Reproduce the items below word for word, from the line containing "Practice problem: Given the photograph, find the glass" down to the line containing "[74,294,255,480]", including both of those lines.

# START OF Material

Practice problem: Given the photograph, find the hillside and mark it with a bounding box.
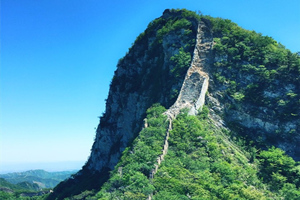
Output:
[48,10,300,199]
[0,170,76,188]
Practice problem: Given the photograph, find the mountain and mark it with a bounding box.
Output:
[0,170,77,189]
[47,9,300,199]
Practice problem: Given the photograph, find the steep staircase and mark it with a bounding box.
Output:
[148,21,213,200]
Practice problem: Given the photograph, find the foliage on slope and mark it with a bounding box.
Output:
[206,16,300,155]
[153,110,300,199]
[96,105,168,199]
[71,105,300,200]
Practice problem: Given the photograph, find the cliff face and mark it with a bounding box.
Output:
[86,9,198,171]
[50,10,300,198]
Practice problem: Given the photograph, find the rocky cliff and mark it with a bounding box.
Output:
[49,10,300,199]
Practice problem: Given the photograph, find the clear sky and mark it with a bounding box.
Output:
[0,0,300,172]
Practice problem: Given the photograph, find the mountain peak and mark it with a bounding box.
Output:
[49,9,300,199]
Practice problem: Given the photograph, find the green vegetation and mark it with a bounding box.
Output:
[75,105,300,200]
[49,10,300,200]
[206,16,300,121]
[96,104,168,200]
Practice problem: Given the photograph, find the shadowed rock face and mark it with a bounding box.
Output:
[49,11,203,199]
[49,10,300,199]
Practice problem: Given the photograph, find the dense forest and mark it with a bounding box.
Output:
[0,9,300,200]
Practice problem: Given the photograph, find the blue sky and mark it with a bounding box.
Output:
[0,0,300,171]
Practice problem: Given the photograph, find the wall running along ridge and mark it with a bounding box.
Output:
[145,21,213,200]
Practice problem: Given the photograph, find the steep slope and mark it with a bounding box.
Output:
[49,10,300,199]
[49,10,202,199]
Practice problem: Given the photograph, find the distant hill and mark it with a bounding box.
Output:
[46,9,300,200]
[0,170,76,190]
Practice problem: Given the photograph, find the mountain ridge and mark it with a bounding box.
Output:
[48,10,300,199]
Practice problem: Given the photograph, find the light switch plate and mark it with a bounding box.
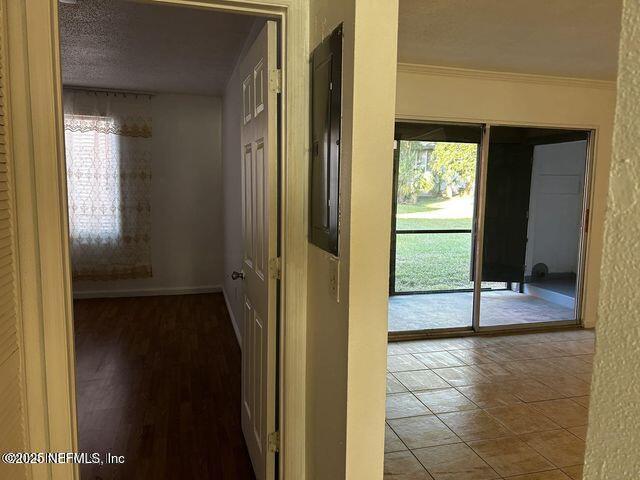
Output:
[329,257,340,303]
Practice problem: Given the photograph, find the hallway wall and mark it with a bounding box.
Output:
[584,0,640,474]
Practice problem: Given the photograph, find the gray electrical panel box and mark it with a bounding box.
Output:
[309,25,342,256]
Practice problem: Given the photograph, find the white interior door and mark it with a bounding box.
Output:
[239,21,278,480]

# END OF Material
# START OF Material

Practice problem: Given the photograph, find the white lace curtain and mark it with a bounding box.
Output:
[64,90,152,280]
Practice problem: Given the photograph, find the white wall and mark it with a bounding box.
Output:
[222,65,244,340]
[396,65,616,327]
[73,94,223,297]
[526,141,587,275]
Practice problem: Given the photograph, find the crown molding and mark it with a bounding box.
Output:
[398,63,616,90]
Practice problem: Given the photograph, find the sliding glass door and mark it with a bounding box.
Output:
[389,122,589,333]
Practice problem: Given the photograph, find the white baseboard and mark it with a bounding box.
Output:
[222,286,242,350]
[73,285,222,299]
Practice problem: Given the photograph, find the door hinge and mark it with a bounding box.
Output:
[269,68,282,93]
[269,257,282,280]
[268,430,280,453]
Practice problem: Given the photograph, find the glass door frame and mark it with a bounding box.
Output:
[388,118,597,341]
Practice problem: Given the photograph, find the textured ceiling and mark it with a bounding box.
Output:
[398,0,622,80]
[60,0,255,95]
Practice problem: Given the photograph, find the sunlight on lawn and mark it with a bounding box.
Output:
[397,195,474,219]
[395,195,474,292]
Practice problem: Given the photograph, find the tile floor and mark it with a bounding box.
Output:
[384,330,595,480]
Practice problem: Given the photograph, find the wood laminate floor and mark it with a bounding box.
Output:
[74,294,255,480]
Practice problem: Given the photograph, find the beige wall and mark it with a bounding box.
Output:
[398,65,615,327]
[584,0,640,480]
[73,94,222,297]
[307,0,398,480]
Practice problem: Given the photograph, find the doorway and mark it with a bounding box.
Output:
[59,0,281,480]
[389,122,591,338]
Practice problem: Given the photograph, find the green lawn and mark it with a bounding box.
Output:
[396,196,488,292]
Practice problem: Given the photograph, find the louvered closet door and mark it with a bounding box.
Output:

# END OF Material
# START OF Material

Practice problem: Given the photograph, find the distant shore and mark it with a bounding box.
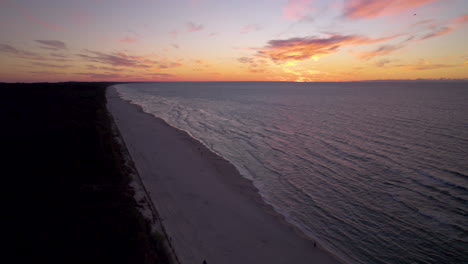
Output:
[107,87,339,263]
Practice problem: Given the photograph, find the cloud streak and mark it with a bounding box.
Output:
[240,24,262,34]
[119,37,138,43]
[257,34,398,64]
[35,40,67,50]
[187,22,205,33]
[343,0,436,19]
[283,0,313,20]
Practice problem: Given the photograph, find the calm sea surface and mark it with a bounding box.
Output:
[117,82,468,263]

# END OF Material

• Complete response
Practice problem: Given the photograph, find the glass door frame and mark it with a bounding box.
Output:
[388,118,597,341]
Practice problem: Given the photograph, find the textured ceiling and mark it with a bounding box.
Output:
[398,0,622,80]
[60,0,255,95]
Practice problem: Given the photograph, find the sunlight on lawn and mark it with a bounding box.
Output:
[397,195,474,219]
[395,195,474,292]
Practice problem: Given the photograph, find the tile floor and mark it with a bounding box.
Output:
[384,330,595,480]
Practice problem: Given the photograph, find the wood laminate floor and mark it with a bounding box.
Output:
[74,294,255,480]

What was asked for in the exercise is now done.